Records from a data collection:
>> Start

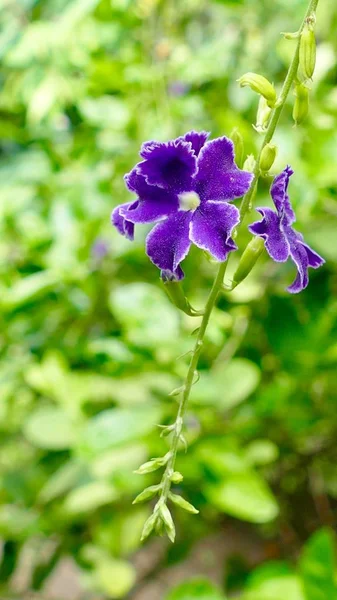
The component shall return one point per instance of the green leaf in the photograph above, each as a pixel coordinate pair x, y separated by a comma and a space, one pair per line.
261, 452
117, 426
244, 495
66, 477
196, 589
146, 314
317, 566
50, 428
274, 581
89, 497
225, 387
115, 577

>> End

• TASK TO COMPLETE: Duplicate the entries above line for line, omitting the pictures.

• EXERCISE RESULT:
The component shall return one point per instance of the green leaf in the photograph above, each as a pixel coordinate pair x, y separated by a comma and a space, one pair per line.
261, 452
117, 426
244, 495
66, 477
196, 589
146, 314
317, 566
50, 428
274, 581
89, 497
225, 387
115, 577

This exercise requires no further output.